Arrange every line of the records below as a Markdown table with the columns Row and Record line, omitting any blank lines. Put each line's number in the Row column and the line itself in the Record line column.

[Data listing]
■ ■ ■ ■

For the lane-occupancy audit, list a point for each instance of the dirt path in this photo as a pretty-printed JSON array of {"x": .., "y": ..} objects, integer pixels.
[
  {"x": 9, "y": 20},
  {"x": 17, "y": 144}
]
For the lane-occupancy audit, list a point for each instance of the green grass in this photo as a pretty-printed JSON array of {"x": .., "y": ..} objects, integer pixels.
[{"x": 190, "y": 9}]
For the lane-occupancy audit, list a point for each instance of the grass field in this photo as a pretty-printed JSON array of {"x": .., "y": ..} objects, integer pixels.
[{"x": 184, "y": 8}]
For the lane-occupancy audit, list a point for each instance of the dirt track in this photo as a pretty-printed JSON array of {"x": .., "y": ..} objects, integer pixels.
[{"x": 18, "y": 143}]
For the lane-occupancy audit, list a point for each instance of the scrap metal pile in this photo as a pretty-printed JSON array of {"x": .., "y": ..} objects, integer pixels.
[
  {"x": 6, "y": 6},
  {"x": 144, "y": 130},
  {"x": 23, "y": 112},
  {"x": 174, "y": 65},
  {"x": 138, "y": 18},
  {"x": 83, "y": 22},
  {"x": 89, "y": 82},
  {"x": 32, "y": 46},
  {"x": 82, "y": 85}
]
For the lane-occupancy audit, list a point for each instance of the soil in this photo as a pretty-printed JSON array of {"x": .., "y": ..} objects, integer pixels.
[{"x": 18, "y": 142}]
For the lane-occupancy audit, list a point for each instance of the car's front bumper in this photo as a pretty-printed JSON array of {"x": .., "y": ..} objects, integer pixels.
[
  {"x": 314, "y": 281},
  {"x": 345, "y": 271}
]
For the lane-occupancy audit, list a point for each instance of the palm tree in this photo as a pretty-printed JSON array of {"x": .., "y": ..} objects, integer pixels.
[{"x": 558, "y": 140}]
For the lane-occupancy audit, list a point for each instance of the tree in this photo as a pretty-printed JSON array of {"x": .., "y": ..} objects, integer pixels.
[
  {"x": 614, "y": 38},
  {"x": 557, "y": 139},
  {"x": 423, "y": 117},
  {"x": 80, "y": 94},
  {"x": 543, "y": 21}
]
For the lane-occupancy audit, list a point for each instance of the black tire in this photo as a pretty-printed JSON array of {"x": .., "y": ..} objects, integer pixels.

■ ■ ■ ■

**Final result**:
| Row | Record line |
|---|---|
| 1 | For the lane-occupancy audit, list a point for each instance of the dirt path in this photo as a pretty-printed JSON array of {"x": .., "y": ..} objects, integer pixels. |
| 2 | [ |
| 3 |   {"x": 9, "y": 20}, |
| 4 |   {"x": 17, "y": 144} |
| 5 | ] |
| 6 | For the lane-occupancy audit, list a point for each instance of the green grass in this photo as a pretty-printed JSON array of {"x": .., "y": ..} objects, integer pixels. |
| 7 | [{"x": 190, "y": 9}] |
| 8 | For the lane-occupancy audit, list a point for each instance of the grass field in this photo as a pretty-printed JSON array of {"x": .., "y": ..} objects, integer pixels. |
| 9 | [{"x": 184, "y": 8}] |
| 10 | For the lane-occupancy audit, list a point for each instance of the dirt track in this photo as a pretty-printed JSON array of {"x": .., "y": ..} objects, integer pixels. |
| 11 | [{"x": 18, "y": 143}] |
| 12 | For the lane-occupancy audit, list a point for each instance of the scrap metal pile in this photo as a pretty-printed JSON array of {"x": .., "y": ..} objects, integer pixels. |
| 13 | [ |
| 14 |   {"x": 6, "y": 6}, |
| 15 |   {"x": 144, "y": 130}, |
| 16 |   {"x": 23, "y": 112}, |
| 17 |   {"x": 174, "y": 65}, |
| 18 |   {"x": 138, "y": 18}, |
| 19 |   {"x": 83, "y": 22}, |
| 20 |   {"x": 89, "y": 82}, |
| 21 |   {"x": 32, "y": 46}, |
| 22 |   {"x": 82, "y": 85} |
| 23 | ] |
| 24 | For the lane-occupancy audit, list a point for each instance of the soil in this photo as a pretty-printed JSON array of {"x": .., "y": ..} objects, integer pixels. |
| 25 | [{"x": 18, "y": 142}] |
| 26 | For the lane-occupancy audit, list a point for each instance of the car's front bumper in this photo as a pretty-printed JSON array of {"x": .., "y": ..} objects, integer pixels. |
| 27 | [ |
| 28 |   {"x": 314, "y": 281}, |
| 29 |   {"x": 345, "y": 271} |
| 30 | ] |
| 31 | For the lane-occupancy audit, list a point for each instance of the palm tree in this photo as a pretty-printed JSON array of {"x": .., "y": ..} objects, integer pixels. |
| 32 | [{"x": 558, "y": 140}] |
| 33 | For the lane-occupancy audit, list a point for each instance of the tree in this photo as a pretty-printed JSON array of {"x": .., "y": ..} objects, integer pixels. |
| 34 | [ |
| 35 |   {"x": 614, "y": 38}, |
| 36 |   {"x": 557, "y": 139}, |
| 37 |   {"x": 423, "y": 117}, |
| 38 |   {"x": 80, "y": 94}, |
| 39 |   {"x": 543, "y": 21} |
| 40 | ] |
| 41 | For the lane-occupancy audit, list a point for each instance of the black tire in this photo as a pretty-printed JSON array of {"x": .., "y": ..} objects, integer pixels. |